**Stated problem:**
Lay out every line of the listing below as a JSON array of strings, one string per line, and skip any blank lines.

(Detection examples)
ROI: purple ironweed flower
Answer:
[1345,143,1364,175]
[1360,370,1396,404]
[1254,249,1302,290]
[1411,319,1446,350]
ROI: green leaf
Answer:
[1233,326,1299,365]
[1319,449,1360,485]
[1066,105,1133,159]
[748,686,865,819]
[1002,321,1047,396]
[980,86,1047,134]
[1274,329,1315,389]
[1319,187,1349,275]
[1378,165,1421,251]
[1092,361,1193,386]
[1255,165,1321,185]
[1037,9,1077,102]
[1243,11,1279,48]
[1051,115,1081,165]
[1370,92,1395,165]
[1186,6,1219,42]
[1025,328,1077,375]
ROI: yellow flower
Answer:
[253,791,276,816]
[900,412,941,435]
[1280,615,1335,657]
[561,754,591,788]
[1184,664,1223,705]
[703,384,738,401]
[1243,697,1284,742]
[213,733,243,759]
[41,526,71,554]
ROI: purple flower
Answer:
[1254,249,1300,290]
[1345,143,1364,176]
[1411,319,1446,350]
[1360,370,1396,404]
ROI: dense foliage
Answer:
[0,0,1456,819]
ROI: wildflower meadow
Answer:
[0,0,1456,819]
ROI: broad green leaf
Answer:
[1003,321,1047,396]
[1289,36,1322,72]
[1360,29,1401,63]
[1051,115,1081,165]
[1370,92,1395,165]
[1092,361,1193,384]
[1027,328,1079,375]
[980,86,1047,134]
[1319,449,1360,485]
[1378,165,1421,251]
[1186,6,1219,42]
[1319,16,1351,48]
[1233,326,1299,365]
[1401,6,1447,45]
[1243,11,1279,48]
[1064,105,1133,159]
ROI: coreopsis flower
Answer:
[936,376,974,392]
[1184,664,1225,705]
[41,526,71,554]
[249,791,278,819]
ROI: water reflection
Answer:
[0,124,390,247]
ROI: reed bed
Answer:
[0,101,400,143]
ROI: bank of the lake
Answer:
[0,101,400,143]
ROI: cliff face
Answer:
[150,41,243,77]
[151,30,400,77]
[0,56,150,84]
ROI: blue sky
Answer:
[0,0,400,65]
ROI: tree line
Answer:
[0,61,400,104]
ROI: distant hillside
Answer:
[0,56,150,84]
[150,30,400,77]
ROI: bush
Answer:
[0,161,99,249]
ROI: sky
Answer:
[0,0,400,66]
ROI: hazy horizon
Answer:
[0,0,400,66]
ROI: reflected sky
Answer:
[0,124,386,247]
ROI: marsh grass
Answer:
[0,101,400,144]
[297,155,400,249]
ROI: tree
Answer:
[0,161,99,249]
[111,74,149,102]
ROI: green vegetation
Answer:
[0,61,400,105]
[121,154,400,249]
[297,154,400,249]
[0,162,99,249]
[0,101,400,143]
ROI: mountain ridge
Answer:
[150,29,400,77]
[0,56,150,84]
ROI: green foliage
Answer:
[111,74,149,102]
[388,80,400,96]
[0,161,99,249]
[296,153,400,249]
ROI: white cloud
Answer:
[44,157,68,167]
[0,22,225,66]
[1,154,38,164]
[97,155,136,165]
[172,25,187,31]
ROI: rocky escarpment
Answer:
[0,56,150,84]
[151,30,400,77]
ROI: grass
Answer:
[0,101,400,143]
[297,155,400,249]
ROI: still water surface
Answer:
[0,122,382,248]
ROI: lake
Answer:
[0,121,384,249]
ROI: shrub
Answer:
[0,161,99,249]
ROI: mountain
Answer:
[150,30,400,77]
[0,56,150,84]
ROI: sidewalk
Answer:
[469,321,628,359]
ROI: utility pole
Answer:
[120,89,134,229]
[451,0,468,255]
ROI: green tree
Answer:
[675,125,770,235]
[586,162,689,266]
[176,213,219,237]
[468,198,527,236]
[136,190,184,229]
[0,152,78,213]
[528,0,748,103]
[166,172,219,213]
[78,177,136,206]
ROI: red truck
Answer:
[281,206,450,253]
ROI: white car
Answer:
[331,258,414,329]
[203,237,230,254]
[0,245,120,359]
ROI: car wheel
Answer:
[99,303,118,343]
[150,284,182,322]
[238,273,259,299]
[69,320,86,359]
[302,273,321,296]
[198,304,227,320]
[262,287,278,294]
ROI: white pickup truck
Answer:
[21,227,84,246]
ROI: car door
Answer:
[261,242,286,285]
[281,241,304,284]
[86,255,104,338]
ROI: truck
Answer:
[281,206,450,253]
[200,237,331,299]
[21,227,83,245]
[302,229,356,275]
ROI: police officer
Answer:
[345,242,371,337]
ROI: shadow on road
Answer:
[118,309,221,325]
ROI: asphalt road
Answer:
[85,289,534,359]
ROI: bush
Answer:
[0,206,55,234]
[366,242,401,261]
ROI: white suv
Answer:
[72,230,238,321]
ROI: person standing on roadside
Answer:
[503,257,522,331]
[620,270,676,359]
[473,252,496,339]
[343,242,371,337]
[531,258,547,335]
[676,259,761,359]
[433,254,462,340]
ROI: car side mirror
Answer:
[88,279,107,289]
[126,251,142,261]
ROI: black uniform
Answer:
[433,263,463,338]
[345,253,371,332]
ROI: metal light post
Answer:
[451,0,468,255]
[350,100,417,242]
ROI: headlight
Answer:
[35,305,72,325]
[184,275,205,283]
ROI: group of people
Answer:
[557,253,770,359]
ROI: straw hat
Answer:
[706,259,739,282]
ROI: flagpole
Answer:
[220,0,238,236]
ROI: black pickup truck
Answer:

**Correct result:**
[
  "ROI: purple ironweed flower",
  "Answer:",
  "[1345,143,1364,175]",
  "[1360,370,1396,404]",
  "[1254,249,1302,290]",
  "[1411,319,1446,350]",
  "ROI: green leaf",
  "Answer:",
  "[1233,326,1299,365]",
  "[1319,449,1360,485]",
  "[1066,105,1133,159]",
  "[748,686,865,819]",
  "[1002,321,1047,396]",
  "[980,86,1047,134]",
  "[1274,329,1315,389]",
  "[1319,187,1349,275]",
  "[1378,165,1421,251]",
  "[1092,361,1193,386]",
  "[1255,165,1321,185]",
  "[1037,9,1077,102]",
  "[1243,11,1279,48]",
  "[1051,115,1081,165]",
  "[1370,92,1395,165]",
  "[1186,6,1219,42]",
  "[1025,328,1077,375]",
  "ROI: yellow flower",
  "Answer:",
  "[253,791,276,816]",
  "[900,412,941,435]",
  "[1280,615,1335,657]",
  "[561,754,591,788]",
  "[1184,664,1223,705]",
  "[703,384,738,401]",
  "[1243,697,1284,742]",
  "[213,733,243,759]",
  "[41,526,71,554]",
  "ROI: purple flower",
  "Answer:",
  "[1254,249,1300,290]",
  "[1345,143,1364,176]",
  "[1411,319,1446,350]",
  "[1360,370,1396,404]",
  "ROI: dense foliage",
  "Answer:",
  "[0,0,1456,819]",
  "ROI: wildflower meadow",
  "Answer:",
  "[0,0,1456,819]",
  "ROI: broad green leaf",
  "Answer:",
  "[1003,321,1047,396]",
  "[1289,36,1322,72]",
  "[1360,29,1401,63]",
  "[1051,115,1081,165]",
  "[1370,92,1395,165]",
  "[1092,361,1193,384]",
  "[1027,328,1079,375]",
  "[980,86,1047,134]",
  "[1319,449,1360,485]",
  "[1378,165,1421,251]",
  "[1186,6,1219,42]",
  "[1319,16,1351,48]",
  "[1233,326,1299,365]",
  "[1401,6,1447,45]",
  "[1243,11,1279,48]",
  "[1064,105,1133,159]",
  "ROI: coreopsis flower",
  "Answer:",
  "[936,376,974,392]",
  "[1184,664,1225,705]",
  "[41,526,71,554]",
  "[249,791,278,819]",
  "ROI: water reflection",
  "Answer:",
  "[0,124,390,247]",
  "ROI: reed bed",
  "Answer:",
  "[0,101,400,143]",
  "ROI: bank of the lake",
  "Answer:",
  "[0,101,400,143]",
  "ROI: cliff face",
  "Answer:",
  "[150,41,243,77]",
  "[151,30,400,77]",
  "[0,56,150,84]",
  "ROI: blue sky",
  "Answer:",
  "[0,0,400,65]",
  "ROI: tree line",
  "Answer:",
  "[0,61,400,104]",
  "ROI: distant hillside",
  "Answer:",
  "[0,56,150,84]",
  "[150,30,400,77]",
  "ROI: bush",
  "Answer:",
  "[0,161,99,249]",
  "ROI: sky",
  "Answer:",
  "[0,0,400,66]",
  "ROI: hazy horizon",
  "Answer:",
  "[0,0,400,66]",
  "ROI: reflected sky",
  "Answer:",
  "[0,124,386,247]",
  "ROI: marsh grass",
  "Answer:",
  "[0,101,400,144]",
  "[297,155,400,249]",
  "ROI: tree",
  "Answer:",
  "[0,161,99,249]",
  "[111,74,149,102]",
  "ROI: green vegetation",
  "Answer:",
  "[0,61,400,105]",
  "[121,154,400,249]",
  "[297,154,400,249]",
  "[0,162,99,249]",
  "[0,101,400,143]",
  "ROI: mountain ridge",
  "Answer:",
  "[150,29,400,77]",
  "[0,56,150,84]",
  "ROI: green foliage",
  "Answer:",
  "[111,74,149,102]",
  "[388,80,400,96]",
  "[0,161,99,249]",
  "[296,153,400,249]",
  "ROI: white cloud",
  "Answer:",
  "[44,157,68,167]",
  "[0,22,225,66]",
  "[1,154,38,164]",
  "[97,155,136,165]",
  "[172,25,187,31]",
  "ROI: rocky escarpment",
  "Answer:",
  "[0,56,150,84]",
  "[151,30,400,77]",
  "ROI: grass",
  "Answer:",
  "[0,101,400,143]",
  "[297,155,400,249]",
  "ROI: still water surface",
  "Answer:",
  "[0,122,382,248]",
  "ROI: lake",
  "Answer:",
  "[0,121,384,249]",
  "ROI: shrub",
  "Answer:",
  "[0,161,99,249]",
  "ROI: mountain",
  "Answer:",
  "[150,30,400,77]",
  "[0,56,150,84]",
  "ROI: sidewalk",
  "Answer:",
  "[469,321,628,359]",
  "ROI: utility pole",
  "Answer:",
  "[120,89,134,229]",
  "[451,0,468,255]",
  "ROI: green tree",
  "Answer:",
  "[675,125,770,235]",
  "[586,162,689,266]",
  "[176,213,219,237]",
  "[468,198,527,236]",
  "[136,190,184,229]",
  "[0,152,78,213]",
  "[528,0,748,103]",
  "[166,172,219,213]",
  "[78,177,136,206]",
  "ROI: red truck",
  "Answer:",
  "[281,206,450,253]",
  "ROI: white car",
  "Answer:",
  "[331,258,414,329]",
  "[203,237,230,254]",
  "[0,245,120,359]",
  "ROI: car wheel",
  "Answer:",
  "[99,303,118,343]",
  "[150,284,182,322]",
  "[238,273,259,299]",
  "[69,320,86,359]",
  "[302,273,321,296]",
  "[198,304,227,320]",
  "[262,287,278,294]",
  "ROI: white pickup truck",
  "Answer:",
  "[21,227,84,246]",
  "ROI: car door",
  "Answer:",
  "[261,242,286,285]",
  "[281,241,304,284]",
  "[86,255,104,338]",
  "ROI: truck",
  "Answer:",
  "[281,206,450,253]",
  "[200,237,331,299]",
  "[21,227,83,245]",
  "[302,229,356,275]",
  "ROI: police officer",
  "Answer:",
  "[345,242,371,337]",
  "ROI: shadow on road",
  "Answer:",
  "[118,309,221,325]",
  "ROI: asphalt road",
  "Answer:",
  "[85,289,534,359]",
  "ROI: bush",
  "Answer:",
  "[0,206,55,234]",
  "[366,242,401,261]",
  "ROI: white suv",
  "Answer:",
  "[72,230,238,321]",
  "ROI: person standing on roadside",
  "Answer:",
  "[503,257,522,331]",
  "[620,270,676,359]",
  "[473,252,496,339]",
  "[343,242,371,337]",
  "[531,258,547,335]",
  "[676,259,761,359]",
  "[433,254,462,340]",
  "ROI: car side mirror",
  "Answer:",
  "[88,279,107,289]",
  "[126,251,142,261]",
  "ROI: black uniform",
  "Answer:",
  "[433,263,463,338]",
  "[345,253,371,332]",
  "ROI: metal light post",
  "Answer:",
  "[451,0,468,255]",
  "[350,100,417,242]",
  "ROI: headlight",
  "Answer:",
  "[35,305,72,325]",
  "[184,275,205,283]",
  "ROI: group of people",
  "Answer:",
  "[557,253,770,359]",
  "ROI: straw hat",
  "Answer:",
  "[706,259,739,282]",
  "ROI: flagpole",
  "Answer:",
  "[220,0,238,236]",
  "ROI: black pickup truck",
  "Answer:"
]